| Problem to work on |
Where the word "distant" shows up in the entries below, please copy the whole line.
Segment Start: Supplied material
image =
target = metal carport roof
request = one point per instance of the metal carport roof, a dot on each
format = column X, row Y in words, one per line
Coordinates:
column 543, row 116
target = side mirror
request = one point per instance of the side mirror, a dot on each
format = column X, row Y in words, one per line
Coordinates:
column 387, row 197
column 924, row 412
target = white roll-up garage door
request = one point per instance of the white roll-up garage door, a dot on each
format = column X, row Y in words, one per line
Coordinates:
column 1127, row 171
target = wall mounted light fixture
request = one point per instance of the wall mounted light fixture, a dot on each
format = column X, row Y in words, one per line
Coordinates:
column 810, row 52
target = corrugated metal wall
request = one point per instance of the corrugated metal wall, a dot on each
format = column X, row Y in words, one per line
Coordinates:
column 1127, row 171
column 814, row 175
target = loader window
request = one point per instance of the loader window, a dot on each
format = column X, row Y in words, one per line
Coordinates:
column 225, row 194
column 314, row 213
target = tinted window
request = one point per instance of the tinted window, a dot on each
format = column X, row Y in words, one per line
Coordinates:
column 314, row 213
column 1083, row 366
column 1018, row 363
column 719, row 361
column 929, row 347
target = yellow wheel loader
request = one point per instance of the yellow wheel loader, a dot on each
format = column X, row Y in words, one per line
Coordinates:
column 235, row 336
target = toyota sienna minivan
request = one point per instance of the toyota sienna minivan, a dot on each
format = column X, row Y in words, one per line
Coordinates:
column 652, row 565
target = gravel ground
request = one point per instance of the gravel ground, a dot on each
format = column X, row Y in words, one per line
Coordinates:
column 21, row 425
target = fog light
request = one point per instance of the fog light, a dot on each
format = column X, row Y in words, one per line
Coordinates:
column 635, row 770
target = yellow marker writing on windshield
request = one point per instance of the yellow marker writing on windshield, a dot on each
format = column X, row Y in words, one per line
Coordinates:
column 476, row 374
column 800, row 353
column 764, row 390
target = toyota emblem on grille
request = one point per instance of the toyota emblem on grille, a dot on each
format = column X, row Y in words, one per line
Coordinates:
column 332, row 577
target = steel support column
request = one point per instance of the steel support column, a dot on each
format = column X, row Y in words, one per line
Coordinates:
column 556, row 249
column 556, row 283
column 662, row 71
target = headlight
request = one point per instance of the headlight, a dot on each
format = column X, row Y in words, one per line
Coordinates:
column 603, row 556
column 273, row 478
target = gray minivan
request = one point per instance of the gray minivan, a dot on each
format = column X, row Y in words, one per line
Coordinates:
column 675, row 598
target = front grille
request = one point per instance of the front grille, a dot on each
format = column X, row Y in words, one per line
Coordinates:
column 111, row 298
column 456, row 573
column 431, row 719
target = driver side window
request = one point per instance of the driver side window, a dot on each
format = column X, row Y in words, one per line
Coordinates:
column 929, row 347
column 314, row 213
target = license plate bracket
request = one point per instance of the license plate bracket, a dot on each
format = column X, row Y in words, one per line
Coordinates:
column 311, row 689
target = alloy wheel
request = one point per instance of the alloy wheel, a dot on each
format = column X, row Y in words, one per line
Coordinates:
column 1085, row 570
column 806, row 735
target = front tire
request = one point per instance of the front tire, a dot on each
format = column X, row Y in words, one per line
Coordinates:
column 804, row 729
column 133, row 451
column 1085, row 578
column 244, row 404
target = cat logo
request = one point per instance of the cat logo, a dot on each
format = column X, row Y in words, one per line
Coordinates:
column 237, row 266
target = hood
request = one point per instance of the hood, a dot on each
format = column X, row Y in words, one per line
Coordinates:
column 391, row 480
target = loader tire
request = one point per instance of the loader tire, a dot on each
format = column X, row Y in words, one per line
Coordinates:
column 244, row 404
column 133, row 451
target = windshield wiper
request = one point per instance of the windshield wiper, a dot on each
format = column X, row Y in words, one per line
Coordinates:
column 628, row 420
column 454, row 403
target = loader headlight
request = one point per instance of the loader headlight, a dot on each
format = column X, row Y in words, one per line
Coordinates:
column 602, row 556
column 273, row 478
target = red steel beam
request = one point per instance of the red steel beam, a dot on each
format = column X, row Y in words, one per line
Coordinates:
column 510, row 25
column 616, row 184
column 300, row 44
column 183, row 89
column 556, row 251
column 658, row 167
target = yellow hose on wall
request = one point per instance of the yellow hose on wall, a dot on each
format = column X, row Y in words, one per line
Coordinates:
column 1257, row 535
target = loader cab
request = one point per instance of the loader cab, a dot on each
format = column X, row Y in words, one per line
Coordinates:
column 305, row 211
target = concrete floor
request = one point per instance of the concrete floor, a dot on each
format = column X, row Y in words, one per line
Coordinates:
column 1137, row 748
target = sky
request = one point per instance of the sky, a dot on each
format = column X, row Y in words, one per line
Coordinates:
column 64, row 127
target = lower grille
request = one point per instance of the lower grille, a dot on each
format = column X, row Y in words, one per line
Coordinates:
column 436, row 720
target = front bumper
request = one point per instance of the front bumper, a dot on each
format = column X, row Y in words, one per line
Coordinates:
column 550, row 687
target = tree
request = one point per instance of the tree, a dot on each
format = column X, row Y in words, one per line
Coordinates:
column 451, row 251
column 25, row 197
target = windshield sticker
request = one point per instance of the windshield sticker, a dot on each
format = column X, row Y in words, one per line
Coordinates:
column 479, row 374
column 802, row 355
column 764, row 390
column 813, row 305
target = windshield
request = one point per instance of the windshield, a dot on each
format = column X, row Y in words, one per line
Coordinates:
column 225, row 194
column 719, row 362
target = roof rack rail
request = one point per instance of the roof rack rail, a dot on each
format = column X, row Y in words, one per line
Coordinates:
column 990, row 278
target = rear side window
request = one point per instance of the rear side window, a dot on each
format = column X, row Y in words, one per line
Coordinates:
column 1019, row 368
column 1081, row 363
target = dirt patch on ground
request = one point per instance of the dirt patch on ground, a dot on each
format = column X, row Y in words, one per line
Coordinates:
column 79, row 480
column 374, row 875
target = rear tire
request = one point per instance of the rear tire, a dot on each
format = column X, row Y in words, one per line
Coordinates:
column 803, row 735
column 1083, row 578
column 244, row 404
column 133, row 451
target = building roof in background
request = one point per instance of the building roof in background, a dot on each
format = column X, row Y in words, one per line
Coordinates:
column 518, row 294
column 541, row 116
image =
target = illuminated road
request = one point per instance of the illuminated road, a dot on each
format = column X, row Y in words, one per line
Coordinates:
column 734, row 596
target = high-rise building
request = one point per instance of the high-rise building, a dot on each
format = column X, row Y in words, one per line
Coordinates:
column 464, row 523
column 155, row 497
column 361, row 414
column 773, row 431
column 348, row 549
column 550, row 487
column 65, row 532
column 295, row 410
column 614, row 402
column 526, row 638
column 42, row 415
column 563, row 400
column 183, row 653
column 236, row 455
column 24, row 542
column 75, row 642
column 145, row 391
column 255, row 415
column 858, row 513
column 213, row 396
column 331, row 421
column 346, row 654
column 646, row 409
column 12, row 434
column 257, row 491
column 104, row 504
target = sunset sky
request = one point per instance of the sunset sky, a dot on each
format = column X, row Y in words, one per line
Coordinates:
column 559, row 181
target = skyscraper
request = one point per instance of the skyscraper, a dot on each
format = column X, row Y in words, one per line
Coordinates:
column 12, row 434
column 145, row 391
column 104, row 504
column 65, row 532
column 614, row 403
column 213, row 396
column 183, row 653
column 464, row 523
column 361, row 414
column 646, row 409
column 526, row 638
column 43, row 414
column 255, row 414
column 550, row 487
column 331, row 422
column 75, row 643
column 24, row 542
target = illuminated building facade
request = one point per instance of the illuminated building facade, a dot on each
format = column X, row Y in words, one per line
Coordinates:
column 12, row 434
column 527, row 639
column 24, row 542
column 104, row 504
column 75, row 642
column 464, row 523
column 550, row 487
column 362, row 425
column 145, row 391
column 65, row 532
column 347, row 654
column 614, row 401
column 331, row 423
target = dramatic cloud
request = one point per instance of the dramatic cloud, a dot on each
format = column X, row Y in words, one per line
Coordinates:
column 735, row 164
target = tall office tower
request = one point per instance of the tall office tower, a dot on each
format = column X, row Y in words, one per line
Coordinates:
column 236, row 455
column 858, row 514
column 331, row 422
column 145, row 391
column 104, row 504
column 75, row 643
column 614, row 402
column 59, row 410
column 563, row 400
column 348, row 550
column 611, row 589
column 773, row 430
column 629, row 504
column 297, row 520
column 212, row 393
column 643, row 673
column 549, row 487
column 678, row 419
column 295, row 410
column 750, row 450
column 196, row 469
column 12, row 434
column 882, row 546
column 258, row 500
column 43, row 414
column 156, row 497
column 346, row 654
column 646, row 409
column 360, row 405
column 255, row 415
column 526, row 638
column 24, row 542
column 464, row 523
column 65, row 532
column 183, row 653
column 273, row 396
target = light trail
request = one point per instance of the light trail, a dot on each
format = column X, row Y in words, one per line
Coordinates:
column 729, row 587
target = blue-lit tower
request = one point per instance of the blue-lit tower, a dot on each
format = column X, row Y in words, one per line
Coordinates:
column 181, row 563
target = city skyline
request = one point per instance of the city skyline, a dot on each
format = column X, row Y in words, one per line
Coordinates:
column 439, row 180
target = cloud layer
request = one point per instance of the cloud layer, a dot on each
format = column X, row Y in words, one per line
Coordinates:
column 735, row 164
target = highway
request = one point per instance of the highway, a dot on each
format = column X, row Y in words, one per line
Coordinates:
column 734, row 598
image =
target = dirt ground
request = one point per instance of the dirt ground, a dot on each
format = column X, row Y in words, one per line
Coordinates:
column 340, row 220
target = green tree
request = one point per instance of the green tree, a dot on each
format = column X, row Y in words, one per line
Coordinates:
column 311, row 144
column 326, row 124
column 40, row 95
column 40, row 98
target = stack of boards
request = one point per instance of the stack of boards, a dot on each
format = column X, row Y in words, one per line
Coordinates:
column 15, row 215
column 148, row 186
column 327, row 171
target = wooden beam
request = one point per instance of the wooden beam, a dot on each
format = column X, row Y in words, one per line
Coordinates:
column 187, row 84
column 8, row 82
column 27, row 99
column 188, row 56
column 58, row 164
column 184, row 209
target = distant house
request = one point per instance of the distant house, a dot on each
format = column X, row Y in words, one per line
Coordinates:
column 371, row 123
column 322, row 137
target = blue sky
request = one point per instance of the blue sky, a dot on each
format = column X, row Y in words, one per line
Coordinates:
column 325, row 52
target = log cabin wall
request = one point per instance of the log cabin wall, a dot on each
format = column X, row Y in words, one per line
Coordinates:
Segment End: Supplied material
| Task output |
target = distant house
request = one point per instance of the distant house, a dot on each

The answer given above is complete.